-- Belirtilen amaç 1 --
İmâm Eş'ari hakkındaki metinden "Onbeş gün, evinden" ifadesinden "herkese ilân etti!" ifadesine kadar her şeyi aynen geri verir misin?

-- Belge alıntısı --
__________

Ehl-i Sünnet i'tikadının, iki imâmından biri, İmâm Eş'ari, diğeri, İmâm Mâtüridi hazretleridir. Soyu Eshâb-ı kirâmdan; Ebû Mûse'l- Eş'ari hazretlerine ulşır! Adı: Ali b. İsmâil olup, künyesi: Ebü'l-Hasen'dir. Hicri 266 yılında, Basra'da doğdu. Üvey babası, mu'tezile kelâmcılarından Ebû Ali Cübbai'nin müridi idi. Bu sebeple o da; bu bozuk yol üzerinde yetiştirildi. 40 yaşına kadar, mu'tezile fırkasında bulundu. Nihâyet 40 yaşında; Ramazan-ı şerifin ilk günlerinde, bir rüyâ gördü. Rüyâsında, sevgili peygamberimiz buyurdular ki: ''Yâ Ali! Bizden rivâyet edilen yola, yardım eyle!'' Ebü'l-Hasen çok şaşırdı ve sevindi ama, kimseye birşey demedi! Ramazanın ortalarına doğru ikinci def'a, rüyâda peygamber Efendimizi görmekle şereflendi. Resûlullah Efendimiz sordular: ''Sana söylediğim husus, ne oldu?'' sonra sözlerine devamla, emr'ettiler ki: ''Bizden bildirilen yola, sünnetime yardımcı ol! Bu yola uy!''. Ebü'l-Hasen ikinci rüyâdan sonra;''kelâm'' ile uğraşmayı terketti. Üçüncü def'a Ramazan-ı şerifin 27nci (kadir) gecesi; ''İki cihân güneşi'' Peygamber Efendimizi, tekrar rüyâda gördü. Buyurdular ki: ''Bizden rivâyet edilen yola, sünnetime yardımcı olmanı emretmiştim. Ne yaptın?'' Ebü'l-Hasen özür dileyerek, şöyle sordu: ''Mes'ele ve delillerini öğrenmek için, 30 yıl harcadığım(Mu'tezileyi) nasıl terk edeceğim!'' Sevgili Peygamberimiz cevâben buyurdular ki: ''Allahü teâlâ sana, ilâhi yardımıyla nusret eyledi! Bunu yakinen bilmeseydim, öyle emr'eder miydim?''. Bu rü'yadan uyandıktan sonra, heyecanla şunları söyledi: ''Hak'tan öte, sapıklıktan başka bir şey yok!'' 

Onbeş gün, evinden çıkmadı. Mes'eleleri inceleyip; derin tetkikte bulundu. Sonra Basra Câmiinde, kürsüye çıkıp: ''Ey insanlar! Aranızda olmadığım zamanlarda, dikkatle düşündüm.İnsafla inceledim. tercih husûsunda zorlanınca, Allahü teâlâlaya niyâz ettim! Beni doğruya eriştirmesi için yalvardım. Rabbim de beni, hidâyete kavuşturdu. Mu'tezilenin bütün itikadlarından vazgeçip, kurtuldum.'' diyerek, Ehl-i sünnet itikadına girdiğini; herkese ilân etti!

__________

-- Veri listesi --
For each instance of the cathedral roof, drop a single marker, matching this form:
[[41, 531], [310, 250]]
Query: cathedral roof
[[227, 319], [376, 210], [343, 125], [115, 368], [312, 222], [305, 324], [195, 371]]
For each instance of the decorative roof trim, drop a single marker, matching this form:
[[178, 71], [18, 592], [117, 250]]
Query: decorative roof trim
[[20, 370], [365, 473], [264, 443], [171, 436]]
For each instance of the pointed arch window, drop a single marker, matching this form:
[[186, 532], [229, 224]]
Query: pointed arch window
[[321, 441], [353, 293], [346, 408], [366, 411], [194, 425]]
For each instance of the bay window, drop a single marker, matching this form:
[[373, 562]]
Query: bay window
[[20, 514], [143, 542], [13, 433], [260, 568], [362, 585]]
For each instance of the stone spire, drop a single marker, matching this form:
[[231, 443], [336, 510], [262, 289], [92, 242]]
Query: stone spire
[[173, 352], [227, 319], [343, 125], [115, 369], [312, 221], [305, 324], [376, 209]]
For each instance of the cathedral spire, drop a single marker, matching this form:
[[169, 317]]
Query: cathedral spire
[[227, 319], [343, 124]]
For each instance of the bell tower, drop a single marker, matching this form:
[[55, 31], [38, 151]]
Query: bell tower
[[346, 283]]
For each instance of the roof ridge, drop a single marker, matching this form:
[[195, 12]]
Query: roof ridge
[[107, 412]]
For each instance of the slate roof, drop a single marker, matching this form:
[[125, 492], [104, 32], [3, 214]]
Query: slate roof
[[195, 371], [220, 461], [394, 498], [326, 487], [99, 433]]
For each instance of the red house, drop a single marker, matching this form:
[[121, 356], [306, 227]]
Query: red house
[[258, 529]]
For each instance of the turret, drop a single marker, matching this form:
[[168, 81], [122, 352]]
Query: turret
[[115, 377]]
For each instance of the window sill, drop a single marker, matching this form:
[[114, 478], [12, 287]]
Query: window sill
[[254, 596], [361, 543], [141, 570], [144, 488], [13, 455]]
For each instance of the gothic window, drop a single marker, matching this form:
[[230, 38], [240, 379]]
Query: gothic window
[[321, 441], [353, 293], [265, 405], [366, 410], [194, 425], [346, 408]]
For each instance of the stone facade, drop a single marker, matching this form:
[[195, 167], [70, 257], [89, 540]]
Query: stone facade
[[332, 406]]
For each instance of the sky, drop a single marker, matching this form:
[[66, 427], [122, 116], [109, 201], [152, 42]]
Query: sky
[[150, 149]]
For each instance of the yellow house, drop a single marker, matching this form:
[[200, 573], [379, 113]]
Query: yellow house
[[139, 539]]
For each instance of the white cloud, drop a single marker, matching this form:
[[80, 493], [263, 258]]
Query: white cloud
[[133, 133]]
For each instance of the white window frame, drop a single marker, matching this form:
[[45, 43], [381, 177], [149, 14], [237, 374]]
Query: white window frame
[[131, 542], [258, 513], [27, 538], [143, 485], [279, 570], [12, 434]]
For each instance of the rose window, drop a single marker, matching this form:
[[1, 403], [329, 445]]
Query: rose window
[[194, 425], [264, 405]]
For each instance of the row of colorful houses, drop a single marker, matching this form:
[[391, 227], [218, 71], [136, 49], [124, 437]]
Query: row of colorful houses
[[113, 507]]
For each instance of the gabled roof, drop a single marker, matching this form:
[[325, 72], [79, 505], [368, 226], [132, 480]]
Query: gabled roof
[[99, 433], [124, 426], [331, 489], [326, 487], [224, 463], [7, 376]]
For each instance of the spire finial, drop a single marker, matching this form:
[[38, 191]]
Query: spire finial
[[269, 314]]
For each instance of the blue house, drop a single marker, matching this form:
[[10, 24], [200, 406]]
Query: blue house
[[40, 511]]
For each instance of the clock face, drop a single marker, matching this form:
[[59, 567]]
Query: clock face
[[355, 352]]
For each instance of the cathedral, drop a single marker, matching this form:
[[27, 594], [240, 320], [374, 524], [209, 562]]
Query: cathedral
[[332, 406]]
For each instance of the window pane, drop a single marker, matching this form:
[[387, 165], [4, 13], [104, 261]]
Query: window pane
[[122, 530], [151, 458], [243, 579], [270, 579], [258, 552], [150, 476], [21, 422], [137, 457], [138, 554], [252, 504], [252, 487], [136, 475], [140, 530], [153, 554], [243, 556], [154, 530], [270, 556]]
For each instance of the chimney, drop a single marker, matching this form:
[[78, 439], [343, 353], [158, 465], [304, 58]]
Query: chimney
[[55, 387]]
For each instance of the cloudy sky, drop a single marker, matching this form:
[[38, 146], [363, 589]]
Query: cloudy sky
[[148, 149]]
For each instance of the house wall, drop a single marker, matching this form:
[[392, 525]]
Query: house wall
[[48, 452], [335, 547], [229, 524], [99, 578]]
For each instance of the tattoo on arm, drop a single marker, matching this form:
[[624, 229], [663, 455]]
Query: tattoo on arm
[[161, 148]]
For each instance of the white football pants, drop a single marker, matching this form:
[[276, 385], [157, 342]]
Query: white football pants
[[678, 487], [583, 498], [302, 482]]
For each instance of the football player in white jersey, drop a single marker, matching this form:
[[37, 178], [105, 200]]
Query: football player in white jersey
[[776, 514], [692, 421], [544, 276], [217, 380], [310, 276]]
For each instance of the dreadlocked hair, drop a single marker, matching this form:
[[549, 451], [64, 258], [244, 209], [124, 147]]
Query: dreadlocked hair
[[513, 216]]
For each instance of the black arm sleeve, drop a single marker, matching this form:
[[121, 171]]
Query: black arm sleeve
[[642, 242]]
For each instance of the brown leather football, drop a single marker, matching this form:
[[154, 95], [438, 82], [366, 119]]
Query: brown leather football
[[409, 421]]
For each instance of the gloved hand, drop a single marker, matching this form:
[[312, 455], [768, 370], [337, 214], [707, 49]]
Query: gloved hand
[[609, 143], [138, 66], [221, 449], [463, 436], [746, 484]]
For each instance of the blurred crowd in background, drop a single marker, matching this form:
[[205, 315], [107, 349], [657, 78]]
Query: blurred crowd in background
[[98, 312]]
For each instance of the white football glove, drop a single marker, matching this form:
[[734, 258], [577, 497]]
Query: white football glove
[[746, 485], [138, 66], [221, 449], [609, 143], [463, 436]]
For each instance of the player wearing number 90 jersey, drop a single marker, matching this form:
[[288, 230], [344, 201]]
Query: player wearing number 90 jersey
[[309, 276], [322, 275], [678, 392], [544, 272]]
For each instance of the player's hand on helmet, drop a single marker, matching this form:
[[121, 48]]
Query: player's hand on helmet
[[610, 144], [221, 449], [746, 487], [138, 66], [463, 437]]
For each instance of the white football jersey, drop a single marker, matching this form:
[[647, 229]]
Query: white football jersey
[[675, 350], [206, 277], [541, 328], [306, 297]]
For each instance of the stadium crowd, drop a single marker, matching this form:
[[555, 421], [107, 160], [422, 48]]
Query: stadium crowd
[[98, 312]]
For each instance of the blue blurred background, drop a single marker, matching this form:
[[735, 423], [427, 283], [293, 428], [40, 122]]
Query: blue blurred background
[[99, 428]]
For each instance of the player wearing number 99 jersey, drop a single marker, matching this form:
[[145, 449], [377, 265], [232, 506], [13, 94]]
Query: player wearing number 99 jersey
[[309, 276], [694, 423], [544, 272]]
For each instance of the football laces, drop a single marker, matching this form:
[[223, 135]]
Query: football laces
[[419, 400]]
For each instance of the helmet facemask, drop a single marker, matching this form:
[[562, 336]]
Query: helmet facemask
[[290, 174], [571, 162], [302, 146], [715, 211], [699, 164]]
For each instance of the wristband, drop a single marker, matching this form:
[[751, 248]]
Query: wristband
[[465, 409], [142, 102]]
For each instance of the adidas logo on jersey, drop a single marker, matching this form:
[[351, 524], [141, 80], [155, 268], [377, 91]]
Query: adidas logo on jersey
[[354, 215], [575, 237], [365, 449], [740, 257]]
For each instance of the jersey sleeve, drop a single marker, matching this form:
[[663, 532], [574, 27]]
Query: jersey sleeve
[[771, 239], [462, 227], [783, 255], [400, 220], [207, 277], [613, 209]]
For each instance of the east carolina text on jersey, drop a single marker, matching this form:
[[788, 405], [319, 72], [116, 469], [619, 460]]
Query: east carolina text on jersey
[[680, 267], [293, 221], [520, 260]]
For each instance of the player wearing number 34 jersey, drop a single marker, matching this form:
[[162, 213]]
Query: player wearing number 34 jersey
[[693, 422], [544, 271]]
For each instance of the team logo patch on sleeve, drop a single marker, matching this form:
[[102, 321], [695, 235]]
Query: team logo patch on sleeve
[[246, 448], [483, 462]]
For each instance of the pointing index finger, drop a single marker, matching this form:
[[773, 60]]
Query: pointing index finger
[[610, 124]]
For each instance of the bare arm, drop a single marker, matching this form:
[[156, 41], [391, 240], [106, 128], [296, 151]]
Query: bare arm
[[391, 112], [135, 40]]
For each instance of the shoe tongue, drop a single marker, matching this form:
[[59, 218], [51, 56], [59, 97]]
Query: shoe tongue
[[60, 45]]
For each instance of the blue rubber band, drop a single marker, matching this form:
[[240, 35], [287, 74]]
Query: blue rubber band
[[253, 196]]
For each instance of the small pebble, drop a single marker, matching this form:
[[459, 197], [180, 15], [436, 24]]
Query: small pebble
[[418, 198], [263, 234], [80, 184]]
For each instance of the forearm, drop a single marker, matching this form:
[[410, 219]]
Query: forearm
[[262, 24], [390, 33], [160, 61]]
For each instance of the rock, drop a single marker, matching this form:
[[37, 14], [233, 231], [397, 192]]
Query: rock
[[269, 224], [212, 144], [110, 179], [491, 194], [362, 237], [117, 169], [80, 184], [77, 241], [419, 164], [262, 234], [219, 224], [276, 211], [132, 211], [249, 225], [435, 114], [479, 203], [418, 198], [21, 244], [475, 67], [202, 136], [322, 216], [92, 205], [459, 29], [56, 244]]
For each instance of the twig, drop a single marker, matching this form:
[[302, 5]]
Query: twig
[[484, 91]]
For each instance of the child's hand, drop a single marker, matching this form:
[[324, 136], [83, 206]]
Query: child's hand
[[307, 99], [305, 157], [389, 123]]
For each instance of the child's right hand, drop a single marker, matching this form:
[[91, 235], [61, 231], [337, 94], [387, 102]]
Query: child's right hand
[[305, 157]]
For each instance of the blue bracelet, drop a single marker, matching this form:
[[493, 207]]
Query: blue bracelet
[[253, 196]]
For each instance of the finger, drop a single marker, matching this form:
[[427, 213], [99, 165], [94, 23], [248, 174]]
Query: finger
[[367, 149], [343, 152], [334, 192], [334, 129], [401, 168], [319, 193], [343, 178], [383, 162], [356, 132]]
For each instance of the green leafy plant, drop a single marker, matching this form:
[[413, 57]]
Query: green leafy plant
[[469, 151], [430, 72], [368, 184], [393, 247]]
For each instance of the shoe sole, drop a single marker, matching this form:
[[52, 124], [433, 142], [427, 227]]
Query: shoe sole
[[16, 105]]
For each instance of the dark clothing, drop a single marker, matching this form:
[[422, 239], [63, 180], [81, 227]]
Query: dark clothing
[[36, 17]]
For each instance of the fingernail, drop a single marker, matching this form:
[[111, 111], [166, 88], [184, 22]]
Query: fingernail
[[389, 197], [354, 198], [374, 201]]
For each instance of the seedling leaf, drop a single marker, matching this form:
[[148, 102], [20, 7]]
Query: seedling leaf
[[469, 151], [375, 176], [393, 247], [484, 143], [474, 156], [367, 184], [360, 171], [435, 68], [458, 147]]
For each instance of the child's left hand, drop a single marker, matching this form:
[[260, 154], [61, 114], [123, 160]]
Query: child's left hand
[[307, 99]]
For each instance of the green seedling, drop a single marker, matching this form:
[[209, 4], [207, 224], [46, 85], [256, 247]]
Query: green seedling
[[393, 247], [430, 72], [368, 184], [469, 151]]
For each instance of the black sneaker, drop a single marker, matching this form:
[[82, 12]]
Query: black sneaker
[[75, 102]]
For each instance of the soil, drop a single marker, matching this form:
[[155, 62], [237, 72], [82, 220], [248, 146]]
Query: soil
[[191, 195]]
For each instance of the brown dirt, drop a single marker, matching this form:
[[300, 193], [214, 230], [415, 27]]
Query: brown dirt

__________

-- Belirtilen amaç 2 --
Veri listesinde "For each instance of the shoe sole, drop" geçen satırdan "[[191, 195]]" geçen satıra kadar, iki uç da dahil, her şeyi boş satırları atlayarak numaralı liste halinde çıkarır mısın?

-- Sonuç 1 --
Onbeş gün, evinden çıkmadı. Mes'eleleri inceleyip; derin tetkikte bulundu. Sonra Basra Câmiinde, kürsüye çıkıp: ''Ey insanlar! Aranızda olmadığım zamanlarda, dikkatle düşündüm.İnsafla inceledim. tercih husûsunda zorlanınca, Allahü teâlâlaya niyâz ettim! Beni doğruya eriştirmesi için yalvardım. Rabbim de beni, hidâyete kavuşturdu. Mu'tezilenin bütün itikadlarından vazgeçip, kurtuldum.'' diyerek, Ehl-i sünnet itikadına girdiğini; herkese ilân etti!

-- Sonuç 2 --
1. For each instance of the shoe sole, drop a single marker, matching this form:
2. [[52, 124], [433, 142], [427, 227]]
3. Query: shoe sole
4. [[16, 105]]
5. For each instance of the dark clothing, drop a single marker, matching this form:
6. [[422, 239], [63, 180], [81, 227]]
7. Query: dark clothing
8. [[36, 17]]
9. For each instance of the fingernail, drop a single marker, matching this form:
10. [[111, 111], [166, 88], [184, 22]]
11. Query: fingernail
12. [[389, 197], [354, 198], [374, 201]]
13. For each instance of the seedling leaf, drop a single marker, matching this form:
14. [[148, 102], [20, 7]]
15. Query: seedling leaf
16. [[469, 151], [375, 176], [393, 247], [484, 143], [474, 156], [367, 184], [360, 171], [435, 68], [458, 147]]
17. For each instance of the child's left hand, drop a single marker, matching this form:
18. [[260, 154], [61, 114], [123, 160]]
19. Query: child's left hand
20. [[307, 99]]
21. For each instance of the green seedling, drop a single marker, matching this form:
22. [[209, 4], [207, 224], [46, 85], [256, 247]]
23. Query: green seedling
24. [[393, 247], [430, 72], [368, 184], [469, 151]]
25. For each instance of the black sneaker, drop a single marker, matching this form:
26. [[82, 12]]
27. Query: black sneaker
28. [[75, 102]]
29. For each instance of the soil, drop a single marker, matching this form:
30. [[155, 62], [237, 72], [82, 220], [248, 146]]
31. Query: soil
32. [[191, 195]]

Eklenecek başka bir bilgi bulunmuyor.